WORK INSTRUCTIONS =
1 > Summarize the m4 thread in two sentences.
2 > Set down, word for word, the portion of the m4 thread that begins at the words "On 03/10/11 16:28, Stuart" and stops after "apply it non-recursively.".

DOCUMENT EXCERPT =
::::

On 03/10/11 16:28, Stuart Henderson wrote:
> good find.
> 
> after reading posix 2008 on this it isn't clear to me what is
> specified, but GNU m4 is clear in the documentation that _they_
> apply it non-recursively.
> 
> http://pubs.opengroup.org/onlinepubs/9699919799/utilities/m4.html
> http://www.gnu.org/software/m4/manual/html_node/Translit.html
> 
> so imo we definitely want this for -g mode and need to consider
> carefully whether to do it always (in which case the comment above
> the start of map(), which explains why this is done, would also
> need adjusting).
> 
> the following from MirOS may also be of interest:
> 
> http://junkpile.org/14.patch "fix trace lineno output for 'macro\n'"
> http://junkpile.org/15.patch "let 'errprint' in 'm4 -g' mode behave like GNU"
> http://junkpile.org/16.patch "fix another line number problem"
> 
> i'll try and have a play with this and hopefully Marc will
> have some time to look at it soon.
> 
> 
Hi,

xenocara build completed, no issue introduced there, also rebuilt a number of 
ports.

Checking the info m4 on OpenBSD looks to be the same as gnu m4 manual page for
translit. According to the last example does not do recursion

"translit(`abcdef', `aabdef', `bcged')

The final example shows that `a' is mapped to `b', not `c'; the resulting `b' is
not further remapped to `g'; the `d' and `e' are swapped, and the `f' is
discarded."


"translit(`+,-12345', `+--1-5', `<;>a-c-a')

::::

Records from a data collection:

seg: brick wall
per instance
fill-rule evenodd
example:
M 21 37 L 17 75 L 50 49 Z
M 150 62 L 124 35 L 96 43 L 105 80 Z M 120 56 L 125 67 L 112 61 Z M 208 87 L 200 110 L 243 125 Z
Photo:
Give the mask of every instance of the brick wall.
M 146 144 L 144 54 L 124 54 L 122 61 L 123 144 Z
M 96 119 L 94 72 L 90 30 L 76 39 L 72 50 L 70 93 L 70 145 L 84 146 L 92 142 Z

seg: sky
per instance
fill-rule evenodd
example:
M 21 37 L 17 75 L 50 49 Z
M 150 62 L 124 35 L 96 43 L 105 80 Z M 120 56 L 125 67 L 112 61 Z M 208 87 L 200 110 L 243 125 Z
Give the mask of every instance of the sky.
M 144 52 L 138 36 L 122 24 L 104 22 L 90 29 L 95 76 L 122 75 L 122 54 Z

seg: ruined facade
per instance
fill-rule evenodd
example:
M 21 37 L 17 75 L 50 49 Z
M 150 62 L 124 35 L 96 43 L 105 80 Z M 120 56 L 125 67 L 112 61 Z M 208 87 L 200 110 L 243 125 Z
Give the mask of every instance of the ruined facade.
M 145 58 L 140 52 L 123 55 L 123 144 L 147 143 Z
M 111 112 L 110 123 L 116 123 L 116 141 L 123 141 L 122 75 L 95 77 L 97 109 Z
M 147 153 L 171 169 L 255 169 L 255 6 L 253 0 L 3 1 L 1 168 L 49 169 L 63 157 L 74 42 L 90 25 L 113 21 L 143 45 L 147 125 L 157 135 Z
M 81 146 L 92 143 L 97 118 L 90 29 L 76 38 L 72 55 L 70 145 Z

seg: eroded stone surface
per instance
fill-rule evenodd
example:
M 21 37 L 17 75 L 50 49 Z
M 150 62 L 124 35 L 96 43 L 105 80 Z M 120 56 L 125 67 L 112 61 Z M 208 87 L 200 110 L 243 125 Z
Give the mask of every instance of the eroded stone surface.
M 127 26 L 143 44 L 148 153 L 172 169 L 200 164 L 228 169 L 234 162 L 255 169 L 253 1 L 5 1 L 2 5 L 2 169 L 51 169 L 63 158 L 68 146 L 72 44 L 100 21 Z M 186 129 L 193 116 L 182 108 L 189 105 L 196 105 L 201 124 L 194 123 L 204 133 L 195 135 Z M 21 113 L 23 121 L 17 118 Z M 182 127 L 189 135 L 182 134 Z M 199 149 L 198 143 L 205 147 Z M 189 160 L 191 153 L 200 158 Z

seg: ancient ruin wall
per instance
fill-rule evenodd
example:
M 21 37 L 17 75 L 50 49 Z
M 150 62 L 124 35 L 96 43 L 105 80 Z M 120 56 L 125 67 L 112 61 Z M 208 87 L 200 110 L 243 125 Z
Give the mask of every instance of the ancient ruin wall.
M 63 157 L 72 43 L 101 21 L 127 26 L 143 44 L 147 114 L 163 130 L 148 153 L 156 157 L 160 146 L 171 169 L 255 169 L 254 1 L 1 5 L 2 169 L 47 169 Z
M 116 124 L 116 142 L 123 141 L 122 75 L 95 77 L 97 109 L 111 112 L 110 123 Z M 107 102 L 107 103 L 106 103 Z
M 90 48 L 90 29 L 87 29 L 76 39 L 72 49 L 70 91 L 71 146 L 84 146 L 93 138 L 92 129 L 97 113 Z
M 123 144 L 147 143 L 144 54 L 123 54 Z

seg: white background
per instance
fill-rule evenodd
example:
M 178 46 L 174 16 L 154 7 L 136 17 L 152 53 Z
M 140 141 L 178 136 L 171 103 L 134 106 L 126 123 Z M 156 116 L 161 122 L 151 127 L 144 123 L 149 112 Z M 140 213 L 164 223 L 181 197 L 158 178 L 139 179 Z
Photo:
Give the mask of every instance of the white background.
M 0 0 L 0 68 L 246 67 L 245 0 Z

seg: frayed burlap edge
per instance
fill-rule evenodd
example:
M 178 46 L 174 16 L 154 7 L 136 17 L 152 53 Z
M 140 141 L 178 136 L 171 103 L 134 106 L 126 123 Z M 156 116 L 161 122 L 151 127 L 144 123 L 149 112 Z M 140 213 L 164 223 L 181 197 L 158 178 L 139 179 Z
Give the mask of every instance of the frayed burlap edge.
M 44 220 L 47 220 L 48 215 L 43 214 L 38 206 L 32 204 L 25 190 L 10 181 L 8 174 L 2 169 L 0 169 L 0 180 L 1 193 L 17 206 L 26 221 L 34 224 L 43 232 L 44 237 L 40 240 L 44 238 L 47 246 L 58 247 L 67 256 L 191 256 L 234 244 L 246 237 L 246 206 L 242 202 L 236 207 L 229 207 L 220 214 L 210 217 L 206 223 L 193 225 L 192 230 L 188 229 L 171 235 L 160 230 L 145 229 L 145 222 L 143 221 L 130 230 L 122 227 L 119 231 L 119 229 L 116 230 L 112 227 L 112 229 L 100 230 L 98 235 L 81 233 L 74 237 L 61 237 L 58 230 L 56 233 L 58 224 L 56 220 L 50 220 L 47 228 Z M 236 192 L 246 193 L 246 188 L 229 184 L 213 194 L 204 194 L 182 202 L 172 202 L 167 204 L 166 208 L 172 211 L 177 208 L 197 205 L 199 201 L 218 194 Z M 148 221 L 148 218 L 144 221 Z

::::

ANSWERS TO THE EXERCISES =
1 > A quoted reply notes that POSIX 2008 is unclear on the point while the GNU m4 documentation states that GNU applies translit non-recursively, and it lists three related MirOS patches. The response reports that the xenocara build completed with no new issues and that the OpenBSD info page for translit matches the GNU manual, whose final example shows no recursion.

2 >
On 03/10/11 16:28, Stuart Henderson wrote:
> good find.
> 
> after reading posix 2008 on this it isn't clear to me what is
> specified, but GNU m4 is clear in the documentation that _they_
> apply it non-recursively.